### EXTRACTED DATA
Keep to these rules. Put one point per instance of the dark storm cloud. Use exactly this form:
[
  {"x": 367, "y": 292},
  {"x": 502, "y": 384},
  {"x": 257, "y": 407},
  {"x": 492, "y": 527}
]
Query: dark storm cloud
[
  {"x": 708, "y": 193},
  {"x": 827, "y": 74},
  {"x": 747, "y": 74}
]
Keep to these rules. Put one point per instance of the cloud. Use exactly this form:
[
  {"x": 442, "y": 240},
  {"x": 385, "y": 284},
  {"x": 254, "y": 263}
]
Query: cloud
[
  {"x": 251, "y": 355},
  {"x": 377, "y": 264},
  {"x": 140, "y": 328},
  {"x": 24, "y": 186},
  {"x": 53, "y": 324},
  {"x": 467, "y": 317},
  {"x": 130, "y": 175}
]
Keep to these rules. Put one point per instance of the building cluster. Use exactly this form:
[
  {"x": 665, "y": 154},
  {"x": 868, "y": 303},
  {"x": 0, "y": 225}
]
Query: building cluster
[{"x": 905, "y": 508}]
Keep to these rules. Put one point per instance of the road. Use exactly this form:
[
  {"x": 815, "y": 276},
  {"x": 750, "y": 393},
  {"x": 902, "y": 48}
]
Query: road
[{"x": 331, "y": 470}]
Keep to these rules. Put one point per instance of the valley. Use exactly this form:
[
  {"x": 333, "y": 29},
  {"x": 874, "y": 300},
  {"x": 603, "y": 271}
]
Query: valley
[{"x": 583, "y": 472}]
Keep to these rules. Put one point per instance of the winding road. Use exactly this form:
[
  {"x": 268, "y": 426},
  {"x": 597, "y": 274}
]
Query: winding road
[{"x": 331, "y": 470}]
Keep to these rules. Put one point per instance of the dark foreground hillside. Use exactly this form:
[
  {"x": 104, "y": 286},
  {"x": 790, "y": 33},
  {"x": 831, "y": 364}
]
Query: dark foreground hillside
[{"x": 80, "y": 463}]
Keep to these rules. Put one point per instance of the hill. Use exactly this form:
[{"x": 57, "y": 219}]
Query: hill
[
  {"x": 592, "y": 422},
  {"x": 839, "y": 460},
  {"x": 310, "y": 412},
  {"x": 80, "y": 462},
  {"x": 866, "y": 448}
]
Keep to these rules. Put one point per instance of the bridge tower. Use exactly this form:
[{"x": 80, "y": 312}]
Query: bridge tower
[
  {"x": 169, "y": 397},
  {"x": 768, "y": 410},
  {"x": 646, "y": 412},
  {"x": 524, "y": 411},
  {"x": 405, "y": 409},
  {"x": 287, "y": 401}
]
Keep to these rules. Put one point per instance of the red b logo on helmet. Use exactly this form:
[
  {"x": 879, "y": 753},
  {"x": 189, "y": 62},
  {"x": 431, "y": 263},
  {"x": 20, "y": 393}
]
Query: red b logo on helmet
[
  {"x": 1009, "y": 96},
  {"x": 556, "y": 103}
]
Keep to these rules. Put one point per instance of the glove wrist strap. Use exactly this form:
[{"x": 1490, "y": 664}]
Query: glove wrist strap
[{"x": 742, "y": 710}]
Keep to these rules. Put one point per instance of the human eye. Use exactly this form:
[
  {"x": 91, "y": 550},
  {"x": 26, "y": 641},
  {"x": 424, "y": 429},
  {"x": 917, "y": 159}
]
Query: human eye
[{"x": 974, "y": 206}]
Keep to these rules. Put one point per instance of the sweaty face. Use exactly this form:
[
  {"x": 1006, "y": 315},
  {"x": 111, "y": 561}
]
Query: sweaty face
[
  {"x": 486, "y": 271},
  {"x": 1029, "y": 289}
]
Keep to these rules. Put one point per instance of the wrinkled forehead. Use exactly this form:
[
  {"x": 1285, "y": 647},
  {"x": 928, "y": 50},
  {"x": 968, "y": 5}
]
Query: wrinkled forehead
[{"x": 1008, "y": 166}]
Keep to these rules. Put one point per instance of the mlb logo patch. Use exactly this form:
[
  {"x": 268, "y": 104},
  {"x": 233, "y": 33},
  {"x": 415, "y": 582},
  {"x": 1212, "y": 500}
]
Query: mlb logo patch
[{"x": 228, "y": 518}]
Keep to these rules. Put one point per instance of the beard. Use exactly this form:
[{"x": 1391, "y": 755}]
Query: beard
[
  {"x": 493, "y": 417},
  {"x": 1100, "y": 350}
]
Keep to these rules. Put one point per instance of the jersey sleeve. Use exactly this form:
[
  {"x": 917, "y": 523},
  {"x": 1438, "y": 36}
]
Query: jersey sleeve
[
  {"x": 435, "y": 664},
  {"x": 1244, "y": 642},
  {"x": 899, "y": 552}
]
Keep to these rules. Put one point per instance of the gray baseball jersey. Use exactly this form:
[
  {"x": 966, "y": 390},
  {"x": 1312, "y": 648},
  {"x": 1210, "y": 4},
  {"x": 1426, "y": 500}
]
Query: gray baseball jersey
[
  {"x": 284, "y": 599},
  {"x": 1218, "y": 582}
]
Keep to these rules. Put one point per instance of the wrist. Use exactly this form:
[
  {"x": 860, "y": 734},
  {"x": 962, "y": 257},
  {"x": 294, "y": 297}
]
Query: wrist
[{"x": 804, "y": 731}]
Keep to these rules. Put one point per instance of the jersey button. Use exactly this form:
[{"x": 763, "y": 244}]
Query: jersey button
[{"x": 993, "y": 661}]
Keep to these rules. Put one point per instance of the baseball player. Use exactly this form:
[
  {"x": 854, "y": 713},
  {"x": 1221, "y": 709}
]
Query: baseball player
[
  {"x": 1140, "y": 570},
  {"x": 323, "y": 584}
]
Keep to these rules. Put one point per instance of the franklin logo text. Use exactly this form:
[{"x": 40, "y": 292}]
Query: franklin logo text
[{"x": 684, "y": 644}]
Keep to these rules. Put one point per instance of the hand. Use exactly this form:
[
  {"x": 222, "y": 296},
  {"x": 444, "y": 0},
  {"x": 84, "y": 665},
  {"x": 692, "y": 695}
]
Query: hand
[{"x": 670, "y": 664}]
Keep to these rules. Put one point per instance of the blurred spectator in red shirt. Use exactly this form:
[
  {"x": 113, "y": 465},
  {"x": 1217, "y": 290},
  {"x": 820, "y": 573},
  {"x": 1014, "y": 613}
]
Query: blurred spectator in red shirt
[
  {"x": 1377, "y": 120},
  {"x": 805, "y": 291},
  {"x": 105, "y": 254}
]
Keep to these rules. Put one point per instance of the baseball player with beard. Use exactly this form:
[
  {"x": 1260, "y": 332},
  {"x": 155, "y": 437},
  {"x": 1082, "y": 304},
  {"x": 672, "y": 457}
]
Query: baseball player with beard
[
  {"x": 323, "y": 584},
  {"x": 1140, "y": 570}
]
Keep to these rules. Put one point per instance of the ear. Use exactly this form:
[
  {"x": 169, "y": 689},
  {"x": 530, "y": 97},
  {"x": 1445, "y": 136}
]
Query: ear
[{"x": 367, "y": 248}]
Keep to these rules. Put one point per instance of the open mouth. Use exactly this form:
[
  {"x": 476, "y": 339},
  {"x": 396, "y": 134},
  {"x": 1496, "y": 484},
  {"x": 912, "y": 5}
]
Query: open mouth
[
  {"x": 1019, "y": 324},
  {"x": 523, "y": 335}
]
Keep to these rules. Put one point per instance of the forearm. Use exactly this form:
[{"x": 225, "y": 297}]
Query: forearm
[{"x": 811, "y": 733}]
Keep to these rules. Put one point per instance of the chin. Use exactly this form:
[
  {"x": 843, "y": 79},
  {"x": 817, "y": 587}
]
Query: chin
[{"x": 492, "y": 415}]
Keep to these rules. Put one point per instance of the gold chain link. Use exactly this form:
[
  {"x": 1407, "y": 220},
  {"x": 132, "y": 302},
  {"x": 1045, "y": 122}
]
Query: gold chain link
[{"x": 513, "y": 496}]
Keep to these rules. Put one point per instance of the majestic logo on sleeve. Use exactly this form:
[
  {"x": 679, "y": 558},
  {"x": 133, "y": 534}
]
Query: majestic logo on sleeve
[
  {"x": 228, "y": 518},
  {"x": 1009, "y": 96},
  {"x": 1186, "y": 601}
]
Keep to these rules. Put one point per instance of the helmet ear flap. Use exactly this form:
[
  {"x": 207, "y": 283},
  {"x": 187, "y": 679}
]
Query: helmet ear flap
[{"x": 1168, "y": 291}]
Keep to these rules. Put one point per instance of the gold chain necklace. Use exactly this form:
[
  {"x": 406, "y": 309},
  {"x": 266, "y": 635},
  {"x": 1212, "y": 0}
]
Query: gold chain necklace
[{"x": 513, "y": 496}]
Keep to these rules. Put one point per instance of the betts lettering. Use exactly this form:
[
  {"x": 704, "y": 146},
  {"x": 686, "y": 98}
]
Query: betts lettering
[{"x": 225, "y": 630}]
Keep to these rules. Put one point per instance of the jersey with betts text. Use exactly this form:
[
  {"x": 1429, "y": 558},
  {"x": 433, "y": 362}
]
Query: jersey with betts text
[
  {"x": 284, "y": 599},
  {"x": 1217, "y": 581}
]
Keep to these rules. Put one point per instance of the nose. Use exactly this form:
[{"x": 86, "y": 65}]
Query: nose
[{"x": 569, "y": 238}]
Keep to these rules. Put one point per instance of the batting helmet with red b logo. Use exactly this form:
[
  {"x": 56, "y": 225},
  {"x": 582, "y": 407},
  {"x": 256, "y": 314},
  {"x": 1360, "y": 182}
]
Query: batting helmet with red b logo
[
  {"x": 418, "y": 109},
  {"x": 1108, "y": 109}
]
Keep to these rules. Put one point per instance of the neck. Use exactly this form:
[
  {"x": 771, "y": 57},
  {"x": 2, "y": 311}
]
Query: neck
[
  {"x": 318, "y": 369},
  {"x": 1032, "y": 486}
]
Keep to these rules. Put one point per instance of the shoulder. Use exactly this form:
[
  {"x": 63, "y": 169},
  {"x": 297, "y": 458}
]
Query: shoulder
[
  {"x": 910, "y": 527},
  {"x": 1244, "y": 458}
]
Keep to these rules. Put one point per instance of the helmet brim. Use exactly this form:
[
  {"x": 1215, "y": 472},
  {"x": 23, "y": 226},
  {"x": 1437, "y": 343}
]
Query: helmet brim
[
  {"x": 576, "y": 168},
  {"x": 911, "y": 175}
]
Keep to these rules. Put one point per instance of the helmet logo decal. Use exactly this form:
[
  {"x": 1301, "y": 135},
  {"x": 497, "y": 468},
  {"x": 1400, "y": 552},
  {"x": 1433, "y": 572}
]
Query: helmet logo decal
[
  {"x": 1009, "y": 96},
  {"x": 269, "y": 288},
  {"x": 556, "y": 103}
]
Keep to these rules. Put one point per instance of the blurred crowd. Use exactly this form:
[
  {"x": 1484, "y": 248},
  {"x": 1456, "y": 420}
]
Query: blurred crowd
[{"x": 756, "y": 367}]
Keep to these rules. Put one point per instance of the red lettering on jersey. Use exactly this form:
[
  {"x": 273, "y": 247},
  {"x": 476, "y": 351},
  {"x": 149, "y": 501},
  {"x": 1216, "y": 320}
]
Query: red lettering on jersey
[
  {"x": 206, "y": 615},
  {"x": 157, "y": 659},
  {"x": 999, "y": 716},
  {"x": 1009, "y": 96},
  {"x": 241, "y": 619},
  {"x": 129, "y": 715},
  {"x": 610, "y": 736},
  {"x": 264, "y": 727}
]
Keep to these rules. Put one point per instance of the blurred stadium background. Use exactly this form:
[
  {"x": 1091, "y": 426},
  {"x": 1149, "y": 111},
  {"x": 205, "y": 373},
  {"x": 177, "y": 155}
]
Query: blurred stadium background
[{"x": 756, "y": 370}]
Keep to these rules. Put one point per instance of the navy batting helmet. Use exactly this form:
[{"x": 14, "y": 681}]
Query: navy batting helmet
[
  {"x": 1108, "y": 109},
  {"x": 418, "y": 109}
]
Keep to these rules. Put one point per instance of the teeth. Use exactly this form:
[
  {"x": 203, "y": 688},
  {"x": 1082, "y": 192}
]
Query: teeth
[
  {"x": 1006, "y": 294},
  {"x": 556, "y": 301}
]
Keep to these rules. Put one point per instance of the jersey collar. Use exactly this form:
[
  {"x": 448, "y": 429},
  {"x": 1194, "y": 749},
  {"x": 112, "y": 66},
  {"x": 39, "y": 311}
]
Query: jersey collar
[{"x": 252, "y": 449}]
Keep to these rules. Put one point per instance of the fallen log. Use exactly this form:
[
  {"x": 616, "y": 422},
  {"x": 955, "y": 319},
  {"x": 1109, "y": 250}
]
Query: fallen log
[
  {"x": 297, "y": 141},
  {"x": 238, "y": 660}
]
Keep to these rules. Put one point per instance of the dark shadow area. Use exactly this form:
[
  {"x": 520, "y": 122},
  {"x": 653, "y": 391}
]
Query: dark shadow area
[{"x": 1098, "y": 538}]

### WHAT THE TASK REQUIRES
Everything from the line that contains "the blurred stadium" through the end of the records must be duplicated exactly, and nothing outside that range.

### FULL SOLUTION
Keep to these rules. Put one point per instance of the blurred stadium background. Use exactly this form:
[
  {"x": 1091, "y": 426},
  {"x": 1149, "y": 111},
  {"x": 205, "y": 373},
  {"x": 177, "y": 155}
]
Query: blurred stadium background
[{"x": 756, "y": 370}]
Keep to these rules. Put one point per instance of the navy batting helmet. Use exactly this form:
[{"x": 14, "y": 681}]
Query: navy batting helmet
[
  {"x": 1108, "y": 109},
  {"x": 418, "y": 109}
]
Keep to these rules. Put one point per instance of the teeth. Use exactly this form:
[
  {"x": 203, "y": 688},
  {"x": 1082, "y": 192}
]
Query: teeth
[
  {"x": 1006, "y": 294},
  {"x": 556, "y": 301}
]
Keep to these rules. Put one point per instance of the jersey collar. Use exactly this form:
[
  {"x": 448, "y": 429},
  {"x": 1194, "y": 749},
  {"x": 112, "y": 66},
  {"x": 39, "y": 311}
]
Query: jersey collar
[{"x": 252, "y": 449}]
Keep to these rules. Put one point per instance of the fallen log. Use exactly this form:
[
  {"x": 616, "y": 422},
  {"x": 955, "y": 319},
  {"x": 1109, "y": 250}
]
Query: fallen log
[
  {"x": 297, "y": 141},
  {"x": 238, "y": 660}
]
Keep to these rules. Put one point per instance of the dark shadow area. Use exactly this form:
[
  {"x": 520, "y": 122},
  {"x": 653, "y": 391}
]
Query: dark shadow area
[{"x": 1098, "y": 538}]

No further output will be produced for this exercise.